## SET EXERCISE
Please convert the records from the line containing "Annotate the sunset" through the end of the records, both included, into a JSON list of strings with one string per line. Omit blank lines and leave the pictures out.

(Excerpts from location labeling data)
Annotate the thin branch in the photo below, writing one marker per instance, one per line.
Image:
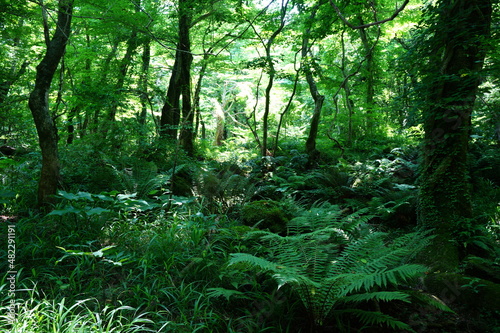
(350, 25)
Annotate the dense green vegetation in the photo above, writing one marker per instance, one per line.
(249, 166)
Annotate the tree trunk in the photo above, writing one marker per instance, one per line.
(39, 104)
(272, 74)
(143, 81)
(313, 89)
(170, 113)
(445, 197)
(186, 137)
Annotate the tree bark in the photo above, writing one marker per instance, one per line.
(445, 198)
(180, 85)
(186, 135)
(313, 89)
(39, 104)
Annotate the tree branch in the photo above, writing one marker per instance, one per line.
(350, 25)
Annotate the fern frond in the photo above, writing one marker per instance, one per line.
(372, 318)
(429, 299)
(385, 296)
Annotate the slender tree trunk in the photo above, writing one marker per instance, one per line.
(170, 113)
(445, 197)
(39, 104)
(313, 89)
(197, 91)
(132, 45)
(369, 79)
(272, 74)
(186, 135)
(146, 59)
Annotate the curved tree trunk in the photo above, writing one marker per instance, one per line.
(39, 104)
(445, 198)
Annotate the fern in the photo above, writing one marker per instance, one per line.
(334, 265)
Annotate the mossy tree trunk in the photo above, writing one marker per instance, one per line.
(456, 62)
(39, 104)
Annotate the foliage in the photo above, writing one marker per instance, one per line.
(331, 265)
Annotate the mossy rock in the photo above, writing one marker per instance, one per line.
(265, 214)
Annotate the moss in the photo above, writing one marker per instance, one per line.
(266, 214)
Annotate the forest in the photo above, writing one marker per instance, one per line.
(249, 166)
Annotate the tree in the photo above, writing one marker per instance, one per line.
(313, 88)
(39, 103)
(455, 56)
(180, 85)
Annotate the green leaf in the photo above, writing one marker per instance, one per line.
(66, 210)
(96, 211)
(226, 293)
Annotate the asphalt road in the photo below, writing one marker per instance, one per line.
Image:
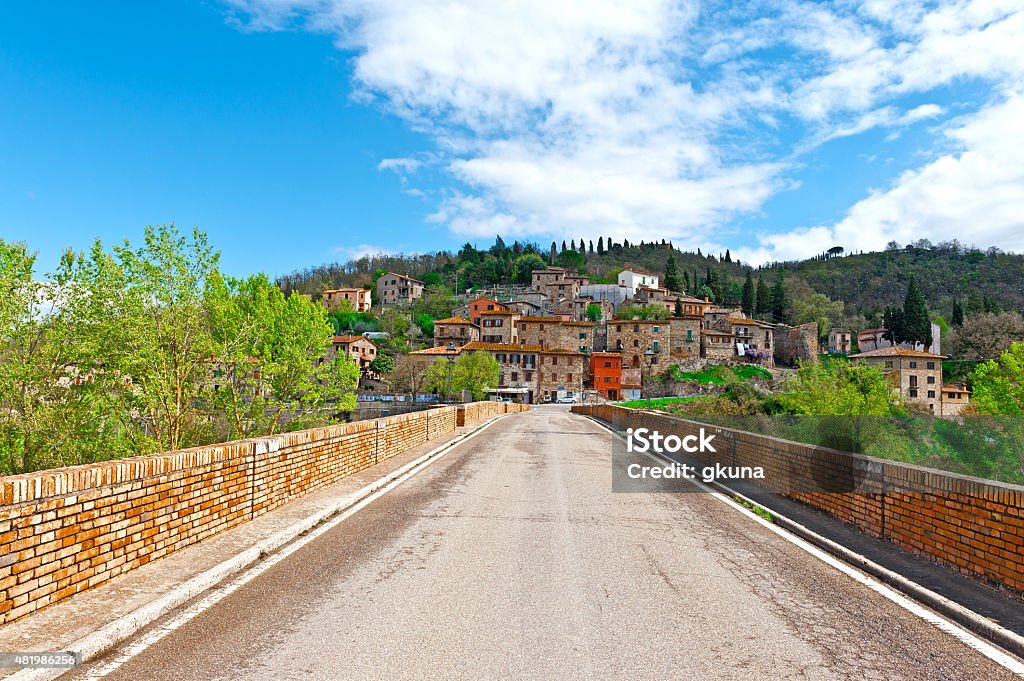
(510, 557)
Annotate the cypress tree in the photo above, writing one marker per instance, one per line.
(957, 316)
(779, 299)
(672, 274)
(763, 303)
(749, 302)
(916, 325)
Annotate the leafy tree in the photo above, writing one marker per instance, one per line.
(522, 270)
(957, 316)
(998, 384)
(672, 282)
(475, 372)
(818, 308)
(572, 260)
(986, 336)
(270, 364)
(750, 295)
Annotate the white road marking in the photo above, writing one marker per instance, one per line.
(217, 594)
(991, 651)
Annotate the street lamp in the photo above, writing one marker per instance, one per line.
(451, 357)
(648, 355)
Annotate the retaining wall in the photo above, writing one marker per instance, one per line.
(68, 529)
(972, 525)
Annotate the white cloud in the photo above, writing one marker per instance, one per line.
(668, 118)
(361, 251)
(975, 195)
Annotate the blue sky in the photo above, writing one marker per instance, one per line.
(300, 131)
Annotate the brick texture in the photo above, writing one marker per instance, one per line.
(971, 525)
(68, 529)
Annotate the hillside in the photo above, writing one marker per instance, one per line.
(865, 283)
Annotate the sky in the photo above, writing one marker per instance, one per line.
(297, 132)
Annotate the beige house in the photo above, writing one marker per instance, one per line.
(954, 398)
(359, 348)
(332, 299)
(499, 326)
(557, 283)
(455, 330)
(916, 375)
(393, 289)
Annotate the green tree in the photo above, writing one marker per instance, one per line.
(522, 270)
(780, 300)
(916, 324)
(475, 372)
(998, 384)
(763, 303)
(750, 295)
(270, 366)
(672, 282)
(818, 308)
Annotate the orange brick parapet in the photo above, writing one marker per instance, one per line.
(68, 529)
(972, 525)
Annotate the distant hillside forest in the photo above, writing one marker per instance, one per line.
(949, 273)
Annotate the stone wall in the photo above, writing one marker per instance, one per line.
(68, 529)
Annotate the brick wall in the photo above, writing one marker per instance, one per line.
(68, 529)
(972, 525)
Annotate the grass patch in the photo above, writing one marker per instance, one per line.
(718, 374)
(656, 402)
(757, 510)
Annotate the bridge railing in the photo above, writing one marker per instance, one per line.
(973, 525)
(68, 529)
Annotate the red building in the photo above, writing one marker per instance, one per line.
(606, 374)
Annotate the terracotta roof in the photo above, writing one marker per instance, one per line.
(455, 320)
(501, 347)
(435, 350)
(897, 351)
(351, 339)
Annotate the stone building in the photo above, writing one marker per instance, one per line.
(549, 332)
(606, 374)
(455, 330)
(644, 343)
(841, 340)
(916, 375)
(561, 373)
(393, 289)
(685, 336)
(332, 299)
(499, 326)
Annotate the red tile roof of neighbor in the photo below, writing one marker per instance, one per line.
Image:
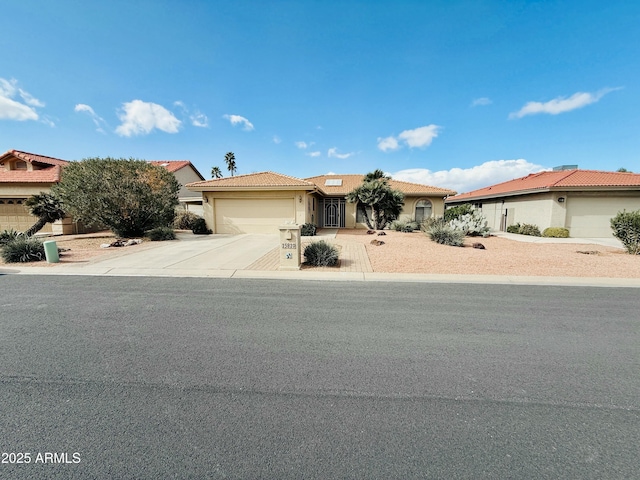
(555, 180)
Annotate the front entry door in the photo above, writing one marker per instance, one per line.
(334, 212)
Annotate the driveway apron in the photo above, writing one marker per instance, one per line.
(210, 252)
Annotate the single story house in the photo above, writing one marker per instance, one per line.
(185, 173)
(23, 174)
(583, 201)
(260, 202)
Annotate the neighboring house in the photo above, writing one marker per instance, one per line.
(583, 201)
(185, 173)
(22, 175)
(260, 202)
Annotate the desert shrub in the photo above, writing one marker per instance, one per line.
(626, 228)
(308, 230)
(160, 234)
(459, 210)
(529, 229)
(404, 226)
(184, 220)
(9, 235)
(446, 235)
(427, 223)
(23, 249)
(321, 254)
(473, 224)
(199, 227)
(556, 232)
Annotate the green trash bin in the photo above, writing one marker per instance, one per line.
(51, 251)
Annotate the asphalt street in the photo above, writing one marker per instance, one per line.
(135, 377)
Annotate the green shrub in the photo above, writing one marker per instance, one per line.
(457, 211)
(184, 220)
(23, 249)
(427, 223)
(407, 226)
(9, 235)
(528, 229)
(199, 227)
(446, 235)
(556, 232)
(473, 224)
(321, 254)
(626, 228)
(308, 230)
(160, 234)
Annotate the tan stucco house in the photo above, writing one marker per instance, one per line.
(260, 202)
(583, 201)
(23, 174)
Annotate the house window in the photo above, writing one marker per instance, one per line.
(360, 216)
(423, 210)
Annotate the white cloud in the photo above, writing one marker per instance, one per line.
(236, 119)
(199, 120)
(481, 102)
(418, 137)
(561, 104)
(140, 117)
(97, 120)
(467, 179)
(11, 109)
(333, 153)
(388, 143)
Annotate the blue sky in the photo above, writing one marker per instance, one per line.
(456, 94)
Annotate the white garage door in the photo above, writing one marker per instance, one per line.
(252, 215)
(14, 215)
(591, 217)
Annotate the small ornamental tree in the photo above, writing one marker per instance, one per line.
(384, 202)
(127, 196)
(47, 207)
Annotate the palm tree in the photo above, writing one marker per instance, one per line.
(47, 207)
(230, 160)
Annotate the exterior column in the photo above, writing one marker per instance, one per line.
(290, 254)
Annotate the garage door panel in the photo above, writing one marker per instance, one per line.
(591, 217)
(252, 215)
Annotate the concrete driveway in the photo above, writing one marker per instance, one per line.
(192, 252)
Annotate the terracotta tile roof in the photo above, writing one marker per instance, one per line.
(555, 180)
(262, 180)
(351, 181)
(33, 158)
(44, 175)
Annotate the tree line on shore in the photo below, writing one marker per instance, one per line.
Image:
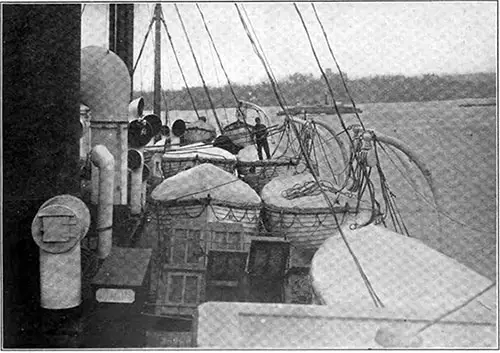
(310, 90)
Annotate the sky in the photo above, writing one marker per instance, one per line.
(367, 38)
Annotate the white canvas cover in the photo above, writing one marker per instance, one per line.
(203, 180)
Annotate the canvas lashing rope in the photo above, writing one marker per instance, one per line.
(363, 275)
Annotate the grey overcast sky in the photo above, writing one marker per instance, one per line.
(373, 38)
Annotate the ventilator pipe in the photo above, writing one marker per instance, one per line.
(103, 159)
(136, 164)
(136, 108)
(85, 138)
(105, 85)
(58, 227)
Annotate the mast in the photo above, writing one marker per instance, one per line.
(157, 77)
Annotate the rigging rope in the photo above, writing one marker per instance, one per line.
(364, 277)
(238, 105)
(322, 71)
(143, 45)
(338, 67)
(198, 68)
(179, 64)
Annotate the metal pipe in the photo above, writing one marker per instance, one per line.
(105, 88)
(136, 165)
(104, 160)
(136, 108)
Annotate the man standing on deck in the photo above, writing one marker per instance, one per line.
(260, 133)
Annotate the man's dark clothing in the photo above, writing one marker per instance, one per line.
(260, 133)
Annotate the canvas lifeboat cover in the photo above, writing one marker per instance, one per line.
(274, 194)
(203, 180)
(200, 150)
(405, 273)
(249, 153)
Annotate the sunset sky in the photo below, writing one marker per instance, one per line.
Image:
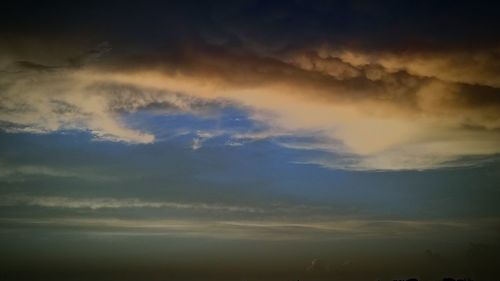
(249, 140)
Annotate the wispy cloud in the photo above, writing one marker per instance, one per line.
(339, 228)
(114, 203)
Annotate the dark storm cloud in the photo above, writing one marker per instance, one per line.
(432, 65)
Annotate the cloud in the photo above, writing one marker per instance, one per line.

## CORRECT ANSWER
[
  "Annotate the sunset sky in the photo below, writing one marker per instance, one per line.",
  "Image:",
  "(249, 140)",
  "Annotate the wispy cloud in the photo above, writing one marker per instance, one per line.",
  "(339, 228)",
  "(114, 203)",
  "Annotate the dark storm cloud in the photo above, writing one marker per instance, one per line.",
  "(432, 65)",
  "Annotate the cloud in the photo above, writing one marker per instance, one per line."
]